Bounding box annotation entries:
+ + +
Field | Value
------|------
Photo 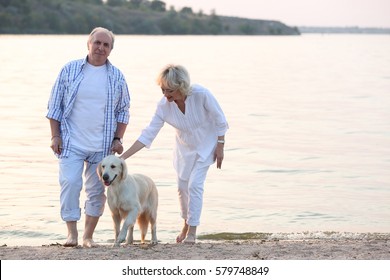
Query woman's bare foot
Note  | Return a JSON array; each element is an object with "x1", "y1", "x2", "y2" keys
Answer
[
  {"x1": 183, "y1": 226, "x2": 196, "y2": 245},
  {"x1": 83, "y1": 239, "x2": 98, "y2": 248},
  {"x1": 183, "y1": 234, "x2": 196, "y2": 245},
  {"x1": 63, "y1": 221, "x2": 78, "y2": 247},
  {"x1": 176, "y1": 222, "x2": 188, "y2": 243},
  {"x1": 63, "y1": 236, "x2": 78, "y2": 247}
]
+ + +
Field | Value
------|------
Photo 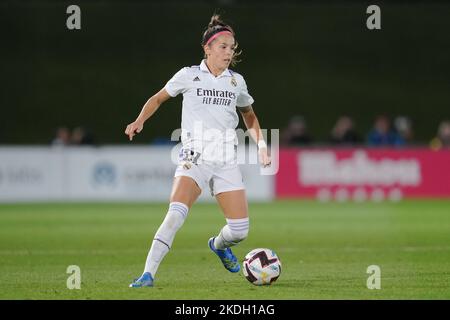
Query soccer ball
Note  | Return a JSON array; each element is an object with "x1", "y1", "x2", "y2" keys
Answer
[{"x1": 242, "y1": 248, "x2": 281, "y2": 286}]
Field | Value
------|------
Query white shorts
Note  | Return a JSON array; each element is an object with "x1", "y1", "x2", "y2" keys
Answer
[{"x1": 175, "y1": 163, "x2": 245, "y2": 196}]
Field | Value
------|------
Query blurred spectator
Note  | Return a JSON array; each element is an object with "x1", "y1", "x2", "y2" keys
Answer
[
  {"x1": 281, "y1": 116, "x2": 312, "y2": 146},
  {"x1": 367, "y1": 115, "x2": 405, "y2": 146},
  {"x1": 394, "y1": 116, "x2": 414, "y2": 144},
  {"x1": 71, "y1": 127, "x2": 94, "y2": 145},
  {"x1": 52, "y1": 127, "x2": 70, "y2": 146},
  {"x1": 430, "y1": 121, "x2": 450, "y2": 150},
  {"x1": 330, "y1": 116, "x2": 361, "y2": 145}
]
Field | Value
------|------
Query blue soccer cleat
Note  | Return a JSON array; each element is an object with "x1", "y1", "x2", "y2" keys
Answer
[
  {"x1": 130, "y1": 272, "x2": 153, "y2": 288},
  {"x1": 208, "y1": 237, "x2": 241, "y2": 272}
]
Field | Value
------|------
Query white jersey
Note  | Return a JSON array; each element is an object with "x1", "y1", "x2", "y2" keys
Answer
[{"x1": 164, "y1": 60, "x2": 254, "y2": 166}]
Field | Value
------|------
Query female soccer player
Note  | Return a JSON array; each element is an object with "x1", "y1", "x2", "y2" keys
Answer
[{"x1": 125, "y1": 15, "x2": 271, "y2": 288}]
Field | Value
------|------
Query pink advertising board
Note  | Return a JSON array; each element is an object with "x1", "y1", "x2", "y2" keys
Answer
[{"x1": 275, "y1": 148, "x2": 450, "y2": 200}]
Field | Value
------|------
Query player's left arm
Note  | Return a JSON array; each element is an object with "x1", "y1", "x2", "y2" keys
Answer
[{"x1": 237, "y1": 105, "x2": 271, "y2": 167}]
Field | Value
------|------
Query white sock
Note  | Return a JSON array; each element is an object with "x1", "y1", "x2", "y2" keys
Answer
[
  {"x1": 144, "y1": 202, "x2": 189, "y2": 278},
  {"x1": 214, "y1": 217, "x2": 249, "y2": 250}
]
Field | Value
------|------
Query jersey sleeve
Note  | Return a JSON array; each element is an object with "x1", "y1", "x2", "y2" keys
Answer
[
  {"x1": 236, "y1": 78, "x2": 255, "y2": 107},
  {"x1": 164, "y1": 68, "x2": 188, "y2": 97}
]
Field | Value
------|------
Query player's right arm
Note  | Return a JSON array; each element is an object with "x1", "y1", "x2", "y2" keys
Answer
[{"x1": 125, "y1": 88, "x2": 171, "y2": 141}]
+ + +
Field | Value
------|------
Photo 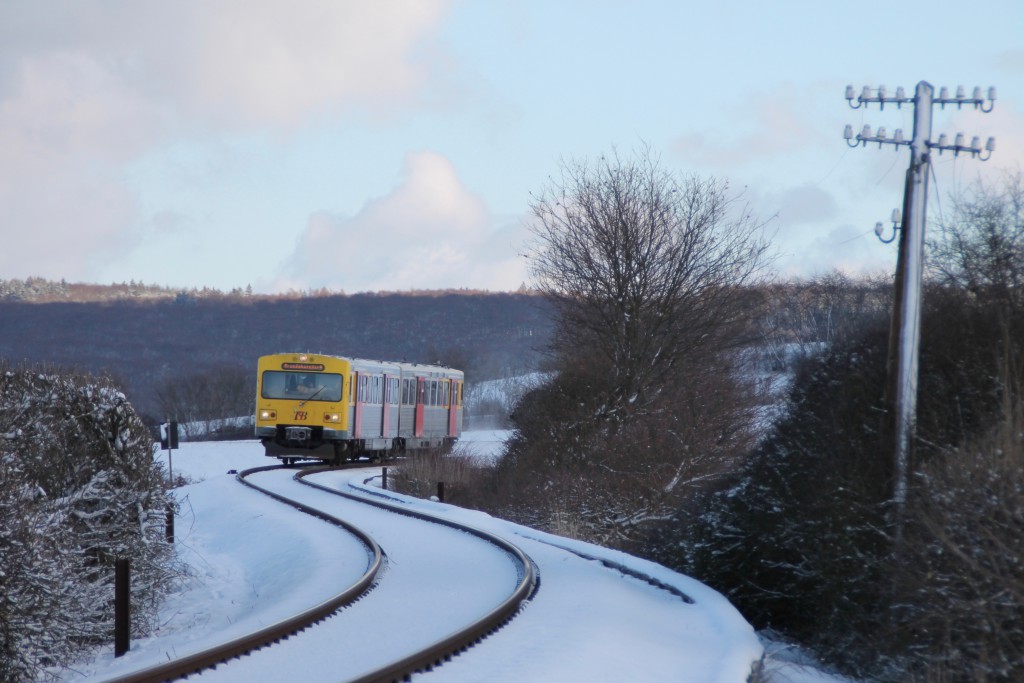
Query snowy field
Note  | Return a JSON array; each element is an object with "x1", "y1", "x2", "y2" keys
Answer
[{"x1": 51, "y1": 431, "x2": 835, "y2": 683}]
+ + +
THE REQUEST:
Which lines of the items contain the word "player", with case counting? Report each of those lines in full.

FINISHED EXERCISE:
Query female soccer player
Query player's left arm
Query player's right arm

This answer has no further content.